Aim of the task:
Echo the lines of the records from the line holding "For each instance of the eye, drop" through the line holding "[[261, 159], [139, 150]]", both included.

Pointing dataset records:

▼

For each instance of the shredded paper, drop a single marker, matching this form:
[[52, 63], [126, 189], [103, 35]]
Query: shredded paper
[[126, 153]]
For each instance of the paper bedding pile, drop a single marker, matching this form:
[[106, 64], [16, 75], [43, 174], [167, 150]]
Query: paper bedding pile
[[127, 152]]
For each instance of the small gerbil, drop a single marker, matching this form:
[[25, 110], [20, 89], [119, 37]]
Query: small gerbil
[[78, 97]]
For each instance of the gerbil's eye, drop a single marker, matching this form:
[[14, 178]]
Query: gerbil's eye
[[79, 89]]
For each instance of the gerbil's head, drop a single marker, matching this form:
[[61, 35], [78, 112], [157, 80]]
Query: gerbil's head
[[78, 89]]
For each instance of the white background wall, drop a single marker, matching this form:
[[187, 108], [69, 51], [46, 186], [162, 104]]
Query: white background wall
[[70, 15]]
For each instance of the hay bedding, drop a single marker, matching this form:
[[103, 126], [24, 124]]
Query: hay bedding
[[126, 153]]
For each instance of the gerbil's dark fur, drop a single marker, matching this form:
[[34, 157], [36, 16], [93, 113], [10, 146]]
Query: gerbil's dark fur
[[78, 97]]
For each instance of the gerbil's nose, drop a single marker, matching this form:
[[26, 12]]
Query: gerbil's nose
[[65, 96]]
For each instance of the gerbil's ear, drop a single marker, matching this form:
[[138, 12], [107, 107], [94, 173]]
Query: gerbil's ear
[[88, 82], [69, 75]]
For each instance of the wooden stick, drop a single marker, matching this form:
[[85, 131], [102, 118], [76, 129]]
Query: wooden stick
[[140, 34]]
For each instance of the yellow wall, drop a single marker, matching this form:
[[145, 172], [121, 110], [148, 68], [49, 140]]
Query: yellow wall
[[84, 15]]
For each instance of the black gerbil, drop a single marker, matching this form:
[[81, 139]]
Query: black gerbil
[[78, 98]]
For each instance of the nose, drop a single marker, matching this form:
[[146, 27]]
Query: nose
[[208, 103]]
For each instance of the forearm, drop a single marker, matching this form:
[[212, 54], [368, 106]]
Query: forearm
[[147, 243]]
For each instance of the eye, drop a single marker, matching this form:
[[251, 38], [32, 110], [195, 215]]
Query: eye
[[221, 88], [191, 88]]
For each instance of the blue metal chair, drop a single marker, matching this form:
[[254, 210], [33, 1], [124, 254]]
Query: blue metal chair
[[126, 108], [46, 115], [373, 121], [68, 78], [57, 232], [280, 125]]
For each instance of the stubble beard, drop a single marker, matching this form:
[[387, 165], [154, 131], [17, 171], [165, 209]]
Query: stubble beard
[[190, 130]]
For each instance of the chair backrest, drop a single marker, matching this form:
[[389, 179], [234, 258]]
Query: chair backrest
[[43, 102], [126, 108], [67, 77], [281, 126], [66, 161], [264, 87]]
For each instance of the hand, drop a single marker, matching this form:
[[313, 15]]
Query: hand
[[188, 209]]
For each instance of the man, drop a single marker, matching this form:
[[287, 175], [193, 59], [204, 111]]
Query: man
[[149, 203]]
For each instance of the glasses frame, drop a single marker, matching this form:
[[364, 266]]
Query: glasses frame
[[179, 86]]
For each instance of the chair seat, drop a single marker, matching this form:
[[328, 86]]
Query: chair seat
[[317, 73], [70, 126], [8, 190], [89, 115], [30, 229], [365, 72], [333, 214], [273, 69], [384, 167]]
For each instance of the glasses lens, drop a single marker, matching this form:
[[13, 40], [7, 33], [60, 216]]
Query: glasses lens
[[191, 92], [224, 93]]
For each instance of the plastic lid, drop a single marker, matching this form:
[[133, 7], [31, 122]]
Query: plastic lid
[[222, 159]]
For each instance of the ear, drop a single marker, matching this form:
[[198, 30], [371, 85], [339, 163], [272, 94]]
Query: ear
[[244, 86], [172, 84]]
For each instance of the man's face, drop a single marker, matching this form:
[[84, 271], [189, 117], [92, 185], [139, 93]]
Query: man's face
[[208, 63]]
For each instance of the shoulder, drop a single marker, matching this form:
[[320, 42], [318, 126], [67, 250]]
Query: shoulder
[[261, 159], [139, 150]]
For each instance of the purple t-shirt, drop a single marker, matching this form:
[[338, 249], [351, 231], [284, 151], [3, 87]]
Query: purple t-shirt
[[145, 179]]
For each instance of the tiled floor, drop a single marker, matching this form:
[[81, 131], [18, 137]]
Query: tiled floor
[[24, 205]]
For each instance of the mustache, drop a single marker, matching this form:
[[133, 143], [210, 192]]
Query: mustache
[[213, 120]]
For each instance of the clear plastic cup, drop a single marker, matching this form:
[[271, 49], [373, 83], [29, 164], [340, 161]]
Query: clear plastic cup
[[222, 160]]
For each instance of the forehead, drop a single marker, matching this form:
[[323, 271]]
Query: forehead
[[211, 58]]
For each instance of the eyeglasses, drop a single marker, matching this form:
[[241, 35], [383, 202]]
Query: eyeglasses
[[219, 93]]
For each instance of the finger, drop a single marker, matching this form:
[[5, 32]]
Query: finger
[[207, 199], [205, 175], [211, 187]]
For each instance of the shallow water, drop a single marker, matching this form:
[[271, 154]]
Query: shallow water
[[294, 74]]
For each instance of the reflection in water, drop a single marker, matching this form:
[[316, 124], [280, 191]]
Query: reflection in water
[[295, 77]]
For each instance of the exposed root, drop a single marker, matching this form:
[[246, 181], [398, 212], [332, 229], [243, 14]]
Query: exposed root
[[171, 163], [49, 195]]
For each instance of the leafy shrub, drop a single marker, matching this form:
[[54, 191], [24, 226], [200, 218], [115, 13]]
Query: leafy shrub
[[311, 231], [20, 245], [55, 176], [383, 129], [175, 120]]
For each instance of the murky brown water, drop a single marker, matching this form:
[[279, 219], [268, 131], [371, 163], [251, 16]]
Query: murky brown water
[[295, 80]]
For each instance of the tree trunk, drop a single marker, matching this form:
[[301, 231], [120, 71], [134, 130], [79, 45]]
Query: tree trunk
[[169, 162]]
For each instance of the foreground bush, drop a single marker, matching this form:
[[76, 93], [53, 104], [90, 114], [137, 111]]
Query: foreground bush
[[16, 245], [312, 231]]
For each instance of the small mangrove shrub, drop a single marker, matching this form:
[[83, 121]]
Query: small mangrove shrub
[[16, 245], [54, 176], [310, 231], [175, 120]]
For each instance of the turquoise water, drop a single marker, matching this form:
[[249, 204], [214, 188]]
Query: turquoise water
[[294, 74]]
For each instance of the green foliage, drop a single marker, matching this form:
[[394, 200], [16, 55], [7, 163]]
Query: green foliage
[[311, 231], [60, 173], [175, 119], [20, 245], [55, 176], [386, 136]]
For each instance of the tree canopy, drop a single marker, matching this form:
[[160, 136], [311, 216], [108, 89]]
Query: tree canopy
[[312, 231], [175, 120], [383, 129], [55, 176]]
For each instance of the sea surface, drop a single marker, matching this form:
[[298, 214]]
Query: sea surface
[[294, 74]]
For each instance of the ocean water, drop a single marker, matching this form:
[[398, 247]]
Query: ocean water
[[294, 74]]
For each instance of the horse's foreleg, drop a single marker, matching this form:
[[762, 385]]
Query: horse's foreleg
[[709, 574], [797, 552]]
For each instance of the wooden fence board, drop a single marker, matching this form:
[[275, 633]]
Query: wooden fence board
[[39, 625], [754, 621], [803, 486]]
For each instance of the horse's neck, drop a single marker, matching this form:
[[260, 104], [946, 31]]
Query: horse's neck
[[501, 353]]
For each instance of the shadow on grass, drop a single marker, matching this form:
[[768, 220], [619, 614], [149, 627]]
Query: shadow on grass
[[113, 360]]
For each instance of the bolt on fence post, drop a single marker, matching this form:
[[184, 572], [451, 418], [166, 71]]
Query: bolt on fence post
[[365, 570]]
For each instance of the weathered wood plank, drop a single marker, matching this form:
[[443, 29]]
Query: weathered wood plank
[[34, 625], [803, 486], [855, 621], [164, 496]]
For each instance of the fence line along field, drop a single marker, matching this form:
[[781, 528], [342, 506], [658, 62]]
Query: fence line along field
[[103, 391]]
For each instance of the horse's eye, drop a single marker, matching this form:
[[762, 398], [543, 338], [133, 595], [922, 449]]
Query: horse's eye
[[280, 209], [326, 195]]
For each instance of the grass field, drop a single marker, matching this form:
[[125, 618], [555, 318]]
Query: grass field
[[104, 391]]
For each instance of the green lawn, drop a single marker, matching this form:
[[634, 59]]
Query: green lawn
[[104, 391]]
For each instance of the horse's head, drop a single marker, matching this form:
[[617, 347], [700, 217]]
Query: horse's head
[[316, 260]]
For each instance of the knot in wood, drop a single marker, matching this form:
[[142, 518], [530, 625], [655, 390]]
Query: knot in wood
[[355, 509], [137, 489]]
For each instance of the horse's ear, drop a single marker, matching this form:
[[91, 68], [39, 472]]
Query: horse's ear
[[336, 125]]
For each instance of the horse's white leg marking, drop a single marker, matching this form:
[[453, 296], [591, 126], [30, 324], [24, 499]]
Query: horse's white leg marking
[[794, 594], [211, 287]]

▲

Reply:
For each instance of the eye, drop a single marker, matching this form:
[[251, 38], [32, 110], [195, 215]]
Query: eye
[[221, 88], [191, 88]]
For each instance of the blue metal chair, drop a single marker, matching this form:
[[254, 210], [33, 1], [124, 254]]
Query: blue metal chair
[[126, 108], [46, 115], [373, 121], [68, 78], [57, 232], [280, 125]]
For each instance of the stubble beard, drop a single marker, matching this form:
[[387, 165], [154, 131], [17, 171], [165, 209]]
Query: stubble beard
[[190, 130]]
For each instance of the chair backrest, drop a single marker, matching this form:
[[389, 179], [234, 258]]
Query: chair backrest
[[43, 102], [126, 108], [67, 77], [281, 126], [66, 161], [264, 87]]
For each instance of the hand, drop a single marker, matching this form:
[[313, 15]]
Query: hand
[[188, 209]]
For each instance of the man, drop a single marker, matching this form:
[[287, 175], [193, 59], [204, 111]]
Query: man
[[149, 203]]
For each instance of the glasses frame, drop a single marker, matching this form:
[[364, 266]]
Query: glasses frame
[[179, 86]]
For each instance of the chair seat, drop a single marker, matching this form:
[[328, 86]]
Query: chair seat
[[317, 73], [70, 126], [8, 190], [89, 115], [30, 229], [365, 72], [333, 214], [273, 69], [384, 167]]
For each instance of the glasses lens, drop a single marker, matching this form:
[[13, 40], [7, 33], [60, 216]]
Query: glasses lens
[[191, 92], [224, 93]]
For each instance of the plastic lid, drop a single marker, matching this form:
[[133, 7], [31, 122]]
Query: plastic lid
[[222, 159]]
For each instance of the ear, drop a single marker, matching this form:
[[198, 30], [371, 85], [339, 163], [272, 94]]
Query: ear
[[244, 86], [172, 84]]
For each instance of the man's face, drop a single marker, matching this form:
[[84, 271], [189, 117], [92, 185], [139, 93]]
Query: man's face
[[208, 63]]
For each instance of the shoulder, drop a single marker, matching this form:
[[320, 42], [318, 126], [67, 250]]
Query: shoulder
[[261, 159], [139, 150]]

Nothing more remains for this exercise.